[TASK DATA — start]
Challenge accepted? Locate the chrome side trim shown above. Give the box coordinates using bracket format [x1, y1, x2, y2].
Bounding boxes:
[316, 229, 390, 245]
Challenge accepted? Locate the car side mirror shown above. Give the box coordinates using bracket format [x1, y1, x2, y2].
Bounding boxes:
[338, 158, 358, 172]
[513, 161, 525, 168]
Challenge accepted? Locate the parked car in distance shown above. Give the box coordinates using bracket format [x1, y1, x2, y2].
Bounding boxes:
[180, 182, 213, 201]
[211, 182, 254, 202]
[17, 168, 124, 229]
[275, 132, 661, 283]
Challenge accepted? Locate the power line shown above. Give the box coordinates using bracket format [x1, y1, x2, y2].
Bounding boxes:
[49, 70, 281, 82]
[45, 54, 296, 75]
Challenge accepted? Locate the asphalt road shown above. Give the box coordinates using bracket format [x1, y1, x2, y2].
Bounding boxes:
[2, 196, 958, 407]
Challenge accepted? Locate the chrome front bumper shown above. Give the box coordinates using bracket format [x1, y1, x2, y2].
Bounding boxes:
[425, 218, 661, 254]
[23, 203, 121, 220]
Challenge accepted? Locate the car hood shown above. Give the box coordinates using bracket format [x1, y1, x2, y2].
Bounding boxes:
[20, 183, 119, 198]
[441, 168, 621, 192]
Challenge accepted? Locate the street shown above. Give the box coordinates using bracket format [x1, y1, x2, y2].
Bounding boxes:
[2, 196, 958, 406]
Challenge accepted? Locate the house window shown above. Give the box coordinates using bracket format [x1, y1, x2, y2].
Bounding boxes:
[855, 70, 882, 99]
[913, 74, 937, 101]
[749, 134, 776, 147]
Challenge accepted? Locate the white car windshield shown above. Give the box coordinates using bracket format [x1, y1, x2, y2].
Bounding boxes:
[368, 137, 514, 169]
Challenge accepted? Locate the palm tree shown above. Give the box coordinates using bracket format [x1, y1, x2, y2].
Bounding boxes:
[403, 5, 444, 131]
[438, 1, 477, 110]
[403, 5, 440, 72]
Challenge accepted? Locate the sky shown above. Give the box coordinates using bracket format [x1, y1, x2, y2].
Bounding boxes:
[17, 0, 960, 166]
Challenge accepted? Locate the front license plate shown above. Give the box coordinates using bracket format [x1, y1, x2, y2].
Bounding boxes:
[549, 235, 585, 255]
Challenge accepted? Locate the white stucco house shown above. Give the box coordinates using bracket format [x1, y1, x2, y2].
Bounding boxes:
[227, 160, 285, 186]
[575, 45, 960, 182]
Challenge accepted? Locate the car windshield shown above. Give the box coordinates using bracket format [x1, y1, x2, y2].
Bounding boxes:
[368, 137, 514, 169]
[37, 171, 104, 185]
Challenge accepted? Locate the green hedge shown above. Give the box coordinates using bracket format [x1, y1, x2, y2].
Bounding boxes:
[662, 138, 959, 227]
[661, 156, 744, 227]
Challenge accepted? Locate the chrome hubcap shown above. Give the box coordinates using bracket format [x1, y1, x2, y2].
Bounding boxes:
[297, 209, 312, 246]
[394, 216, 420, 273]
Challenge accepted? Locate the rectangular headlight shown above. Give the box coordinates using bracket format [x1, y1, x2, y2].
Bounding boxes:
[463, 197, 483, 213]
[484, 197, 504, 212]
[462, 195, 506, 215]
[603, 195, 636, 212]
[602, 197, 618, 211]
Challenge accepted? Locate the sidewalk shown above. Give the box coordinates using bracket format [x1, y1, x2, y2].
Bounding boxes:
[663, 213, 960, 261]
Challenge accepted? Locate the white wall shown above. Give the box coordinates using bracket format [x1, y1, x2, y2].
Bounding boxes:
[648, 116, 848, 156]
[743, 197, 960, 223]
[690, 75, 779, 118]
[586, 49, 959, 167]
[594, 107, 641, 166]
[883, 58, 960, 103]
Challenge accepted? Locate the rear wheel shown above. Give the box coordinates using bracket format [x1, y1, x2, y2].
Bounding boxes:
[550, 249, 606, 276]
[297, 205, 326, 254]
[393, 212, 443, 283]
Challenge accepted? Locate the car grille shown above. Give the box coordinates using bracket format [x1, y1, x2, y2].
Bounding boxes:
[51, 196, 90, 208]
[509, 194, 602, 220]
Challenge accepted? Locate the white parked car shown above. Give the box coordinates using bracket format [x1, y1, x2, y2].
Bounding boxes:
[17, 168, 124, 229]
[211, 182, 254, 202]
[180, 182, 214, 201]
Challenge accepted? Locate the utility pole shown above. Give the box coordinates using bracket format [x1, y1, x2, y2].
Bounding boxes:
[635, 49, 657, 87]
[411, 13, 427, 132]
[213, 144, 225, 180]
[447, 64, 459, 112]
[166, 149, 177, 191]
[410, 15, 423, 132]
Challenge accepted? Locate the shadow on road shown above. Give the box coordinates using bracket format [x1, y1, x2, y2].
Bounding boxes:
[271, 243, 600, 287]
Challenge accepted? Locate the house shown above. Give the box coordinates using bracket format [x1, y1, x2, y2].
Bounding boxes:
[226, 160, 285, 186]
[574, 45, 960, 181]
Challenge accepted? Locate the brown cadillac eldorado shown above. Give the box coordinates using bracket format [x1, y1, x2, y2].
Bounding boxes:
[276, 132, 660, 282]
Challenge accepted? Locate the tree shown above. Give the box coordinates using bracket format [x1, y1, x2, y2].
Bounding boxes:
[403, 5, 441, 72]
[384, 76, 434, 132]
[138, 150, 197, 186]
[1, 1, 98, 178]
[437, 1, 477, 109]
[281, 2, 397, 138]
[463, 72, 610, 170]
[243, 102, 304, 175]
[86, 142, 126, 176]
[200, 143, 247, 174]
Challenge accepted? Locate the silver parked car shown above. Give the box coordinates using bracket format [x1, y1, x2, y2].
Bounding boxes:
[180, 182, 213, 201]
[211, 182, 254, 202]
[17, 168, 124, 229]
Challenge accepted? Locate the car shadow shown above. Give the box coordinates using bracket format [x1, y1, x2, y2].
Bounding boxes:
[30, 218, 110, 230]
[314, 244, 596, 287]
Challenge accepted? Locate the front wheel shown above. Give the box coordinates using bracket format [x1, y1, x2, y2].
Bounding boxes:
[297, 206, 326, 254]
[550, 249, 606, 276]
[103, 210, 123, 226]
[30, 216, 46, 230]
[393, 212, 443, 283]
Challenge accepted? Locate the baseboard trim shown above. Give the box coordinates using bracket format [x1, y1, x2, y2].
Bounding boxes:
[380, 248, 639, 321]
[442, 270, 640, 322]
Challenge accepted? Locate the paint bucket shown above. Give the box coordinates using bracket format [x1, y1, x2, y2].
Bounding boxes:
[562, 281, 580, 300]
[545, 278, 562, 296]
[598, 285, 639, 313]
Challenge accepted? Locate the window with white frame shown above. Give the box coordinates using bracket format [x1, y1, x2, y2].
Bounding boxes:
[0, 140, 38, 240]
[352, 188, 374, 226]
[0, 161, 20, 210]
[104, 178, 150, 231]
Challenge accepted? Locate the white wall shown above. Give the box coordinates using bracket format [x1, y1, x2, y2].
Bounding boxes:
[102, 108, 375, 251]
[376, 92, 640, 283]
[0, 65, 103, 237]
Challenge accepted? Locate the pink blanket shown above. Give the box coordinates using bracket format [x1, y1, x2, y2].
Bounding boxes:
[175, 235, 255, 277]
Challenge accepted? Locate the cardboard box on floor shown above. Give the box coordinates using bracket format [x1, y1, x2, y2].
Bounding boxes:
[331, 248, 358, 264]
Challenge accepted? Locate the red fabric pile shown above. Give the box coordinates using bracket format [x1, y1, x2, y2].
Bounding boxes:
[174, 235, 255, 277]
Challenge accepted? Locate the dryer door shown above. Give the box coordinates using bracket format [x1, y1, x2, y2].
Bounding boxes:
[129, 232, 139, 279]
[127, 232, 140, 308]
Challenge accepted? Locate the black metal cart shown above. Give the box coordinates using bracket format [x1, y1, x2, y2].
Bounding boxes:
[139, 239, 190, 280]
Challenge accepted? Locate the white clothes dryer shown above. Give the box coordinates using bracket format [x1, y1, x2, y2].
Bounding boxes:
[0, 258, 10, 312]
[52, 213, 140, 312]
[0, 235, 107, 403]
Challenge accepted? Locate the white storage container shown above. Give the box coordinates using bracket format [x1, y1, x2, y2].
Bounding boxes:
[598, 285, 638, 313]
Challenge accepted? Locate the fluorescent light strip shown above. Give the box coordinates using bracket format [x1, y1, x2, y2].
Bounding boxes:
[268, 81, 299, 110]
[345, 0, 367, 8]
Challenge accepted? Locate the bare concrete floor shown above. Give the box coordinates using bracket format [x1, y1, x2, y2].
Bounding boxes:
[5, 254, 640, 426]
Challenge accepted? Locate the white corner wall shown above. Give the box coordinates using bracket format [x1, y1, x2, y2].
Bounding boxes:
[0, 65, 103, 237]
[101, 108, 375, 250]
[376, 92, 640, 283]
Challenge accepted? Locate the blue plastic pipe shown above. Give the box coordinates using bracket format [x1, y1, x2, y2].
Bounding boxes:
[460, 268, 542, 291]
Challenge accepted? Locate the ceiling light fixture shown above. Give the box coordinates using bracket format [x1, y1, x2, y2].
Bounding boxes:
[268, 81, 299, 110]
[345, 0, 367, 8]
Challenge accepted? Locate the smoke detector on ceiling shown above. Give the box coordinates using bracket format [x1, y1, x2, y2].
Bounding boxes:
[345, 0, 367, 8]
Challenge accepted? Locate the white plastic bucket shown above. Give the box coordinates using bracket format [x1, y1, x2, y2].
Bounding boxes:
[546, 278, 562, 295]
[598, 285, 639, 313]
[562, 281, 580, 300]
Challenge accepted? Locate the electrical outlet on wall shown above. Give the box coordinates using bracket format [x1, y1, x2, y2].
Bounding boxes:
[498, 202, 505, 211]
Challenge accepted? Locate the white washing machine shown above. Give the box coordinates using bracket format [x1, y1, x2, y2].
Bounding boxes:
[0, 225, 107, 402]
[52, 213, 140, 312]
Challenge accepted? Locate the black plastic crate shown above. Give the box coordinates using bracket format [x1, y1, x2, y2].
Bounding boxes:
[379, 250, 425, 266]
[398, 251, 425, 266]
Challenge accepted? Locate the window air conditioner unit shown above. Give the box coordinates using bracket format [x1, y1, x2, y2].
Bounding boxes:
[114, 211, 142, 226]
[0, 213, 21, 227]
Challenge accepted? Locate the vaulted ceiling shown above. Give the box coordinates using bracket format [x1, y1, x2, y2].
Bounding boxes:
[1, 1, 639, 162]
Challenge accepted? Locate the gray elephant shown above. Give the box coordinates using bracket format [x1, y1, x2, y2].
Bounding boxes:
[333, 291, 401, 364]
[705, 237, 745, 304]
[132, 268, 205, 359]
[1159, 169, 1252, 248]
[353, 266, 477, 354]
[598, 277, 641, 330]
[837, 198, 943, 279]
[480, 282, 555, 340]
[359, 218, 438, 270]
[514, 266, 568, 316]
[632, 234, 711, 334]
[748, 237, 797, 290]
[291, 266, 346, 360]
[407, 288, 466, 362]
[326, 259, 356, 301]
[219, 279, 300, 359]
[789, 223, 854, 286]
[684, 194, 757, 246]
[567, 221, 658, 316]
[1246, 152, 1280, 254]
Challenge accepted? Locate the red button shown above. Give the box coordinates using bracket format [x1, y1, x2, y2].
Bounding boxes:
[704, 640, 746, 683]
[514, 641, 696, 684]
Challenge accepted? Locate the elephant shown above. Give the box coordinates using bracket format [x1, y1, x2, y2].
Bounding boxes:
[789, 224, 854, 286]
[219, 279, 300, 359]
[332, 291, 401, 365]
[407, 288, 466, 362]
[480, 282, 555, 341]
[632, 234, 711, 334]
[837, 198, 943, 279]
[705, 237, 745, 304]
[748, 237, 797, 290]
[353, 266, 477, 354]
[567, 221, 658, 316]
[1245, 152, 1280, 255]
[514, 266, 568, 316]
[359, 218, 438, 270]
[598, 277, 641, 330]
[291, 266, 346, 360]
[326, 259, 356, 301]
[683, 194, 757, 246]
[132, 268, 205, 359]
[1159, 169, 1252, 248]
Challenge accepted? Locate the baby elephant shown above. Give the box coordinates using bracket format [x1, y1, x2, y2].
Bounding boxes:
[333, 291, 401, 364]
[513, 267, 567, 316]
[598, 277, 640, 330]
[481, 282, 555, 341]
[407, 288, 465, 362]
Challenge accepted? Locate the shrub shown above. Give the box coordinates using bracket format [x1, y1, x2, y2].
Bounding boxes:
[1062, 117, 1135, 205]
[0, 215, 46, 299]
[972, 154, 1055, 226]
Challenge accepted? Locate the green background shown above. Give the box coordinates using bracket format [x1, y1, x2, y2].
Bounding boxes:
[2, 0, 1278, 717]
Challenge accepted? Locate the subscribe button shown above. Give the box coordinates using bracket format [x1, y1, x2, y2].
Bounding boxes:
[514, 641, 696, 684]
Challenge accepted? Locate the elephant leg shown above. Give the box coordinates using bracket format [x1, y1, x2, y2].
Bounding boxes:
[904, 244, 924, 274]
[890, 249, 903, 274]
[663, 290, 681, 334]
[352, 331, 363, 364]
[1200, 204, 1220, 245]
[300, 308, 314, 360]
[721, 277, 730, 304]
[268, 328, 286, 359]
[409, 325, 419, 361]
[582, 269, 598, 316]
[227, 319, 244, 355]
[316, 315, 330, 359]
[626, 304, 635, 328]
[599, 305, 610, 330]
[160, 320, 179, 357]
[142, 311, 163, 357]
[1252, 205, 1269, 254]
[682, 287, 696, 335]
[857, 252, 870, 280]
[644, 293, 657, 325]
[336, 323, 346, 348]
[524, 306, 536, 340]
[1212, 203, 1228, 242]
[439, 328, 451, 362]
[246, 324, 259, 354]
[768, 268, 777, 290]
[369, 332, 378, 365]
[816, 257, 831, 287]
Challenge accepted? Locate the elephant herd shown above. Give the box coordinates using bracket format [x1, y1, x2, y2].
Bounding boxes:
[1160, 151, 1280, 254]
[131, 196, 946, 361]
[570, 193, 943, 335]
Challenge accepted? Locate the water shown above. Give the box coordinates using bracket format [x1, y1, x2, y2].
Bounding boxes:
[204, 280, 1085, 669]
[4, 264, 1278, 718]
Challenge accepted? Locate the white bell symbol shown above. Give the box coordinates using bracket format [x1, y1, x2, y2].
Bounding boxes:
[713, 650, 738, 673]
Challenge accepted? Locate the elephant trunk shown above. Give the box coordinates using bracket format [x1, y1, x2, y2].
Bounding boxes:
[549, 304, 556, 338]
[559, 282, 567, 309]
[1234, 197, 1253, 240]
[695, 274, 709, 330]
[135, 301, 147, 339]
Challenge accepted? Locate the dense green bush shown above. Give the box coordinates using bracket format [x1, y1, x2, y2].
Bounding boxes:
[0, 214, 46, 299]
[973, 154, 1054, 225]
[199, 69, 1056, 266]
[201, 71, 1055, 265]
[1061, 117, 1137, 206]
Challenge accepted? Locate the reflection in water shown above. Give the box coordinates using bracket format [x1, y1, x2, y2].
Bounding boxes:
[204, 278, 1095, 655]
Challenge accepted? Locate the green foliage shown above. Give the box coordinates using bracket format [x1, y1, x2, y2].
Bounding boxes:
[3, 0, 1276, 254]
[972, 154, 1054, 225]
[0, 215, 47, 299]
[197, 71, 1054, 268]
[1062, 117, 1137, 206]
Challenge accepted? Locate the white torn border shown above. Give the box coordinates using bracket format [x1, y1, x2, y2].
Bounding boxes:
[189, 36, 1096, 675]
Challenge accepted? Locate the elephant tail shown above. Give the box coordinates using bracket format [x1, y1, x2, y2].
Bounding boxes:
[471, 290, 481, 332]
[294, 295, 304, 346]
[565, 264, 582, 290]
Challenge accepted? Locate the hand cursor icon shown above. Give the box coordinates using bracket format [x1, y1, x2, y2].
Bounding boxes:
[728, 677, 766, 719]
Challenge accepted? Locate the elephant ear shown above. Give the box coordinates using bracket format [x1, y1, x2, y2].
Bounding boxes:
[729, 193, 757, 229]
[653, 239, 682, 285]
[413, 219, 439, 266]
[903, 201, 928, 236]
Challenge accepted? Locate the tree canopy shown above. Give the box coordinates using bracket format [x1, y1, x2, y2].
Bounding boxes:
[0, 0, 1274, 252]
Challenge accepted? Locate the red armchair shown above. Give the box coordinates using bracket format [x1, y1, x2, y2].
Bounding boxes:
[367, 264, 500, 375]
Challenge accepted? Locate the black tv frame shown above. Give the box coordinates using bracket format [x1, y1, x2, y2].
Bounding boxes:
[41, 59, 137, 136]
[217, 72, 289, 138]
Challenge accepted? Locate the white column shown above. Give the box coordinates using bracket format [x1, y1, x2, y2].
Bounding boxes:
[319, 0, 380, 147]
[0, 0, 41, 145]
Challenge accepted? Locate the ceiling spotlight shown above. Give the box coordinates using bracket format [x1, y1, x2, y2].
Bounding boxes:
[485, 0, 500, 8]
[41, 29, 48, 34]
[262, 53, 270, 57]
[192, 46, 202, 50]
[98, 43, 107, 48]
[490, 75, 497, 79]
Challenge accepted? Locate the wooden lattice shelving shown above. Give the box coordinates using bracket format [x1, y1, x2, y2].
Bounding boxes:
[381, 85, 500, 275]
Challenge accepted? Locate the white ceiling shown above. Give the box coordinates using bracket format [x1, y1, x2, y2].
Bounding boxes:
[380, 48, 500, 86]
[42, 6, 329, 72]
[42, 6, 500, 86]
[TASK DATA — finish]
Total lines with "ceiling" in the records above: report that figure alone.

5